*Passage shown*.
+-------+
The objectives of this assignment
* Getting familiar with reinforcement learning and policy gradient methods!
* Setting up and interacting with environments, specifically [OpenAI Gym environments](https://github.com/openai/gym).
* Implementing REINFORCE: rollout storage, policy network and training loop.
* Testing RL on various environments and engineering reward function
* Implementing Actor Critic Architecture
Work on the assignment
Please first clone or download as .zip file of this repository.
Working on the assignment in a virtual environment is highly encouraged.
In this assignment, we recommend you use Python `3.7` (we briefly tested `3.6.8` and it seemed to work too).
You will need to make sure that your virtualenv setup is of the correct version of python.
We will be using *PyTorch* in this assignment.
Please see below for executing a virtual environment.
pip3 install virtualenv If you didn’t install it
virtualenv -p $(which python3) ./venv_cs566_hw3
pip3 install -r requirements.txt
Work on the assignment
Deactivate the virtual environment when you are done
Work with IPython Notebook
To start working on the assignment, simply run the following command to start an ipython kernel.
add your virtual environment to jupyter notebook
python -m ipykernel install –user –name=venv_cs566_hw3
port is only needed if you want to work on more than one notebooks
jupyter notebook –port=<your_port>
and then work on the problem in `Policy_Gradients.ipynb` notebooks.
Check the python environment you are using on the top right corner.
If the name of environment doesn’t match, change it to your virtual environment in “Kernel>Change kernel”.
Working on the Problem
In the notebook file `Policy_Gradients.ipynb`, we indicate `TODO` or `Your Code` for you to fill in with your implementation.
You only need to edit this notebook, and only inside the specified TODO blocks.
PLEASE DO NOT CLEAR THE OUTPUT OF THE CELLS IN THE .ipynb FILES
Your outputs on the `.ipynb` files will be graded. We will not rerun the code. If the outputs are missing, that will will be considered as if it is not attempted, and such cases will be penalized.
+-------+
*Extracted records*.
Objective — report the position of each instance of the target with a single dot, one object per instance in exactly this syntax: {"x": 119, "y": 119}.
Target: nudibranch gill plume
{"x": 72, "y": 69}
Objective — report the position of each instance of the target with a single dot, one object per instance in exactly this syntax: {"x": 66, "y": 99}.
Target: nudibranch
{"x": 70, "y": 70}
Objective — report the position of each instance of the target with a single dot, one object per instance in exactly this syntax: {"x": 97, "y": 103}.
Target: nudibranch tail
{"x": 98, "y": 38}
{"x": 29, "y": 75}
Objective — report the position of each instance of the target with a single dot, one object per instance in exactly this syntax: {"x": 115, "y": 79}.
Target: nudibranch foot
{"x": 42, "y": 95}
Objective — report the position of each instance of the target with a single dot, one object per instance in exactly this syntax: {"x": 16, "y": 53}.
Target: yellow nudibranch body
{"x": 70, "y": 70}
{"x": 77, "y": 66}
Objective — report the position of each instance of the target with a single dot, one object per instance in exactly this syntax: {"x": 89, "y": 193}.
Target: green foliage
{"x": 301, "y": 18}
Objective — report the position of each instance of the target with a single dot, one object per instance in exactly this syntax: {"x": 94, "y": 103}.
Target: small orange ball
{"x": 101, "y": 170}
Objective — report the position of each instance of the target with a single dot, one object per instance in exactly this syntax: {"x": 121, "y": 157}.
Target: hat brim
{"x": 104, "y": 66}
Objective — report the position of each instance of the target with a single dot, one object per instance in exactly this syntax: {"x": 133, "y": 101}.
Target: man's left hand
+-------+
*Work order A*.
In the policy gradient assignment instructions, which Python version is recommended?
*Work order B*.
Retype the policy gradient assignment instructions from "Working on the Problem" to "specified TODO blocks.".
*Work order C*.
Extend the policy gradient assignment instructions past their final sentence.

*Written answer A*.
Python 3.7

*Written answer B*.
Working on the Problem
In the notebook file `Policy_Gradients.ipynb`, we indicate `TODO` or `Your Code` for you to fill in with your implementation.
You only need to edit this notebook, and only inside the specified TODO blocks.

*Written answer C*.
How to submit
Run the following command to zip all the necessary files for submitting your assignment.
sh collectSubmission.sh <USC_ID>
This will create a file named `<USC_ID>.zip` (eg. 4916525888.zip). Please submit this file through the [Google form](https://forms.gle/Q5AmgG1iXWqD1oQQ8).
If you have to create own .zip file, make sure to ONLY include the `Policy_Gradients.ipynb` file, and name your file as `<USC_ID>.zip`.
We will deduct points if you don’t follow the above submission guideline.
If you have any question or find a bug in this assignment (or even any suggestions), we are
more than welcome to assist. Please take a look at the FAQ section below before posting a question.
Again, NO INDIVIDUAL EMAILS WILL BE RESPONDED.
PLEASE USE **PIAZZA** TO POST QUESTIONS (under folder hw3).
– **Can I reuse the virtualenv from previous assignments?**
You can reuse the virtual environment but you should install the missing packages using `pip3 install -r requirements.txt`.
Usually it is simpler to create a new virtualenv, as given in the instructions above.
– **Do I need to retain training outputs like videos in the ipython notebook?**
**Yes!** Please do not manually clear any outputs from your notebooks (Note that sometimes the given code will clear the output for you, but you do not need to worry about it).